### GOAL
Reproduce all of the rows below word for word, with no changes.

[Begin DATA SECTION]

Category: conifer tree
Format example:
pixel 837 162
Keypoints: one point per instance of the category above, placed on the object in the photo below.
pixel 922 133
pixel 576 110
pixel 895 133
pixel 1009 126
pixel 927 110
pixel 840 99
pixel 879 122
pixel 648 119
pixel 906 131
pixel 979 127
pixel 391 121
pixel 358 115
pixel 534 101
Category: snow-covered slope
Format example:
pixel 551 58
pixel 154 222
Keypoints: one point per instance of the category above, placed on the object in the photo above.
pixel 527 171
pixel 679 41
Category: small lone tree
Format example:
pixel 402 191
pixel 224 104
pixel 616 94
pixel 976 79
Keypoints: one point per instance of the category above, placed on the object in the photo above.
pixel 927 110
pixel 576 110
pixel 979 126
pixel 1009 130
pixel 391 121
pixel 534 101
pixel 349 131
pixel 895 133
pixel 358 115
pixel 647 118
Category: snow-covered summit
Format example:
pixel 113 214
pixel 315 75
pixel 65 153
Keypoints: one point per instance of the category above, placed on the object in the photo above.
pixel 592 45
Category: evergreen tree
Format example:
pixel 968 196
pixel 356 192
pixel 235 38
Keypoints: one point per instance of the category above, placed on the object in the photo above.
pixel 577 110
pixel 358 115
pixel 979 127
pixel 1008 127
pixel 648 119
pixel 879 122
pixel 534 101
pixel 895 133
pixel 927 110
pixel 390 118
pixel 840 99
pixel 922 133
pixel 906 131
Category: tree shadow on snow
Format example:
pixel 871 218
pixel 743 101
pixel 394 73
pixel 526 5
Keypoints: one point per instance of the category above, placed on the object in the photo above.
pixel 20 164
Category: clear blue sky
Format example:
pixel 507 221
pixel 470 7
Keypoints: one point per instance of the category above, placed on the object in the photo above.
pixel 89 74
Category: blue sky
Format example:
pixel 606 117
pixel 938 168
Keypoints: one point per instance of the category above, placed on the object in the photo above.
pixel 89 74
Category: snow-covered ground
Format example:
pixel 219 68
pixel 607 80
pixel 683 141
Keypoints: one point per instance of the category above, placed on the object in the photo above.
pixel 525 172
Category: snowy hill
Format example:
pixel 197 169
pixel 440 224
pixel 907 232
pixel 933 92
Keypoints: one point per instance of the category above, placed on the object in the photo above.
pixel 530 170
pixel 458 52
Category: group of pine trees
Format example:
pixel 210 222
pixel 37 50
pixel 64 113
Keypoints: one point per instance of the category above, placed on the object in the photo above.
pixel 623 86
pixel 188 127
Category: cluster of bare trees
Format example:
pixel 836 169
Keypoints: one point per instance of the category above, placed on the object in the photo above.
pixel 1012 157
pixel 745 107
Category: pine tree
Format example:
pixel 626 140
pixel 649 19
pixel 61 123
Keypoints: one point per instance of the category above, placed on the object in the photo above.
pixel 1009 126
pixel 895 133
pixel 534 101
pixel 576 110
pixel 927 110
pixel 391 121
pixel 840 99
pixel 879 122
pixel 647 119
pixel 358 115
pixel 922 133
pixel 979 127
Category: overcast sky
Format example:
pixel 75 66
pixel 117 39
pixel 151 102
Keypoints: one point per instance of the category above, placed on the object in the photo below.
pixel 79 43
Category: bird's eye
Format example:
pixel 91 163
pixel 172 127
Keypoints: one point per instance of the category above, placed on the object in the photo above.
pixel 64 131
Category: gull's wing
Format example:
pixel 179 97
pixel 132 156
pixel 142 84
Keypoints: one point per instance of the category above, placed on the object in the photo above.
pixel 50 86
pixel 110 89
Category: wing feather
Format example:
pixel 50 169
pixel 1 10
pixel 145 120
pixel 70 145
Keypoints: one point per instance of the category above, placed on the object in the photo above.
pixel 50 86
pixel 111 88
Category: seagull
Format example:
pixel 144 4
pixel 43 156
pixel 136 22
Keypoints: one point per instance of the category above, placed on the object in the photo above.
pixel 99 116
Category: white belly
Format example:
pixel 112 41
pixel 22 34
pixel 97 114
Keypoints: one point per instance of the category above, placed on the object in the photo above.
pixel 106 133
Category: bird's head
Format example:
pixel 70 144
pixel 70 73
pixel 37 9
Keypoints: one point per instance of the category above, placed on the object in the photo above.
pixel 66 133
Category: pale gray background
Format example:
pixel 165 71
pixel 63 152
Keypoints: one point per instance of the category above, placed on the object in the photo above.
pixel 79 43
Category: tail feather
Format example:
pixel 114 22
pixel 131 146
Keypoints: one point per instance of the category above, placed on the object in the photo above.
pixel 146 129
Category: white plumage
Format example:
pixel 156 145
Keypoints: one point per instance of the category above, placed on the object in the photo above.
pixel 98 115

[End DATA SECTION]

### FULL RESPONSE
Category: conifer tree
Format example:
pixel 837 162
Keypoints: one point per instance of the category above, placed on the object in the photo below.
pixel 922 133
pixel 576 110
pixel 895 133
pixel 1009 126
pixel 927 110
pixel 840 99
pixel 879 122
pixel 648 119
pixel 906 131
pixel 979 127
pixel 391 121
pixel 358 115
pixel 534 101
Category: snow-covered slope
Format example:
pixel 551 58
pixel 154 222
Keypoints: one point per instance of the category above, placed on the object in the photo above.
pixel 527 171
pixel 679 41
Category: small lone tree
Format example:
pixel 402 191
pixel 224 104
pixel 616 94
pixel 976 79
Keypoints: one point per instance of the category above, placed on the object in the photo above.
pixel 927 110
pixel 576 110
pixel 979 126
pixel 1009 130
pixel 391 121
pixel 534 101
pixel 349 131
pixel 895 133
pixel 358 115
pixel 647 118
Category: snow-covered summit
Format example:
pixel 113 214
pixel 315 75
pixel 65 153
Keypoints: one point per instance of the category above, placed on the object in the photo above.
pixel 592 45
Category: evergreen tree
Format example:
pixel 968 196
pixel 356 192
pixel 235 38
Keypoints: one point per instance of the category above, placed on the object in the photo above.
pixel 577 110
pixel 358 115
pixel 979 127
pixel 1008 127
pixel 648 119
pixel 879 122
pixel 534 101
pixel 895 133
pixel 927 110
pixel 390 118
pixel 840 99
pixel 922 133
pixel 906 131
Category: tree shadow on snow
Format example:
pixel 871 218
pixel 743 101
pixel 394 73
pixel 526 5
Keypoints: one point per instance of the category above, placed on the object in the photo above.
pixel 20 164
Category: clear blue sky
Format example:
pixel 507 221
pixel 470 7
Keypoints: one point per instance of the category above, placed on the object in the photo above.
pixel 89 74
Category: blue sky
Format example:
pixel 606 117
pixel 938 168
Keypoints: one point per instance of the category above, placed on the object in the photo above.
pixel 89 74
Category: snow-covered ground
Format example:
pixel 219 68
pixel 607 80
pixel 683 141
Keypoints: one point per instance of the category above, placed on the object in the photo above.
pixel 525 172
Category: snowy hill
Format example:
pixel 197 169
pixel 440 224
pixel 907 232
pixel 933 92
Keypoints: one point per instance of the category above, placed on the object in the photo above.
pixel 530 170
pixel 458 52
Category: group of pine trees
Format example:
pixel 210 222
pixel 37 50
pixel 64 113
Keypoints: one point per instance of the category above, placed on the object in the photo above.
pixel 623 86
pixel 188 127
Category: cluster of bare trees
Format example:
pixel 836 169
Keypoints: one point per instance of the category above, placed on the object in the photo above.
pixel 1012 157
pixel 745 107
Category: pine tree
Format example:
pixel 626 140
pixel 649 19
pixel 61 123
Keypoints: one point per instance of the category above, placed on the object in the photo above.
pixel 1009 126
pixel 895 133
pixel 534 101
pixel 576 110
pixel 927 110
pixel 391 121
pixel 840 99
pixel 879 122
pixel 647 119
pixel 358 115
pixel 922 133
pixel 979 127
Category: overcast sky
Format example:
pixel 75 66
pixel 117 39
pixel 151 102
Keypoints: one point per instance of the category above, placed on the object in the photo below.
pixel 79 43
Category: bird's eye
Format example:
pixel 91 163
pixel 172 127
Keypoints: one point per instance of the category above, placed on the object in the photo above.
pixel 64 131
Category: gull's wing
Format example:
pixel 179 97
pixel 132 156
pixel 142 84
Keypoints: one point per instance of the category above, placed on the object in the photo above.
pixel 50 86
pixel 110 89
Category: wing feather
Format example:
pixel 50 169
pixel 1 10
pixel 145 120
pixel 70 145
Keypoints: one point per instance of the category above, placed on the object in the photo above.
pixel 50 86
pixel 111 88
Category: seagull
Format example:
pixel 144 4
pixel 43 156
pixel 136 22
Keypoints: one point per instance of the category above, placed on the object in the photo above.
pixel 99 116
Category: white belly
Format example:
pixel 112 41
pixel 22 34
pixel 97 114
Keypoints: one point per instance of the category above, placed on the object in the photo above.
pixel 106 133
Category: bird's head
Format example:
pixel 70 144
pixel 70 73
pixel 37 9
Keypoints: one point per instance of the category above, placed on the object in the photo above.
pixel 66 133
Category: pale gray background
Format example:
pixel 165 71
pixel 63 152
Keypoints: one point per instance of the category above, placed on the object in the photo above.
pixel 79 43
Category: tail feather
Format example:
pixel 114 22
pixel 131 146
Keypoints: one point per instance of the category above, placed on the object in the photo above.
pixel 146 129
Category: white plumage
Format example:
pixel 156 145
Keypoints: one point per instance of the category above, placed on the object in the photo above.
pixel 98 115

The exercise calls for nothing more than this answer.